§ **EXTRACT PROVIDED**
>>>

Savor Ediciones, S.A. released Space Academy: La Serie Completa as a 3-disc Region 2 DVD box set on October 28, 2009. Unlike the BCI set, this release only contains the episodes, no bonus features. Being a Region 2 release for Spain, the soundtrack is the dubbed Spanish version. Unfortunately, the original English soundtrack was not included, even as a secondary option. The discs are encoded in the PAL video format, which is the same format as the currently-existing masters, so there is a small amount of additional picture area not present on the NTSC conversions released by BCI Eclipse.

==Spin-off==

In 1978, a spin-off of Space Academy, Jason of Star Command, debuted. Initially a serialized segment of Tarzan and the Super 7, it starred Craig Littler and James Doohan, with Sid Haig as the villain. Star Command was described as a special section of the Space Academy; the show used the same sets, costumes and special effects as the parent program.

==Merchandise==

In 1977, Aviva Toy Company manufactured and F.W. Woolworth distributed a set of four eight-and-a-half inch action figures based on Space Academy characters. The dolls in this set included Issac [sic] Gampu (described as "Instructor in 'Space Academy'"), Tee Gar Soom ("Almost Super Human Strength"), Chris Gentry ("Member of Space Academy") and Loki ("Everybody's Mascot").

Also available for the figures were special "adventure outfits", sold separately.

<<<

§ **EXTRACTED ENTRIES**

>>>

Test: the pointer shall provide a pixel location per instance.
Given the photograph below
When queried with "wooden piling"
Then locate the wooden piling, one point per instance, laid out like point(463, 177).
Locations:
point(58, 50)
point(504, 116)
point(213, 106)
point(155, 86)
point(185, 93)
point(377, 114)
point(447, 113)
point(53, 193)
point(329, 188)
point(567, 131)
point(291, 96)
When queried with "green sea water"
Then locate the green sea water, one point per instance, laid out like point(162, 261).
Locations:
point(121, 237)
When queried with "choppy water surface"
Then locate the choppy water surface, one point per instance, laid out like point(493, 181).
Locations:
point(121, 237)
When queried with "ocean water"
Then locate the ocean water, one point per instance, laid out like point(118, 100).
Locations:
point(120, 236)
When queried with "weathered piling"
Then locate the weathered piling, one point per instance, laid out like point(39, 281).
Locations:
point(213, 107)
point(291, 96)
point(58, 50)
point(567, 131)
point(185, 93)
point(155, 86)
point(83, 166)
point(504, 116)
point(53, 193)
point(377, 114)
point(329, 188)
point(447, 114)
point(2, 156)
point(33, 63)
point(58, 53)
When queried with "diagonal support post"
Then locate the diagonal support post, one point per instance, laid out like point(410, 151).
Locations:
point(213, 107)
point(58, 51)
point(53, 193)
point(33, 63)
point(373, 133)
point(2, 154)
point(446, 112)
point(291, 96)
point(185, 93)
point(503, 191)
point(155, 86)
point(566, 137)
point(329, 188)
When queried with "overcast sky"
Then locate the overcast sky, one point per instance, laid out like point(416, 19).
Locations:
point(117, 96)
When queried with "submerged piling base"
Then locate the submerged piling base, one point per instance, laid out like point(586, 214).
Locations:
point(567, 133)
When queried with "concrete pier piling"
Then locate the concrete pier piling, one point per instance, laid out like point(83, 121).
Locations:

<<<

§ **PROBLEM REQUIREMENTS**
Answer these questions from the Space Academy text above, one answer per line.
(a) On what date did Savor Ediciones, S.A. release the Space Academy DVD box set?
(b) In what year did Jason of Star Command debut?
(c) Which company manufactured the Space Academy action figures?

§ **EXPECTED ANSWER**
(a) October 28, 2009
(b) 1978
(c) Aviva Toy Company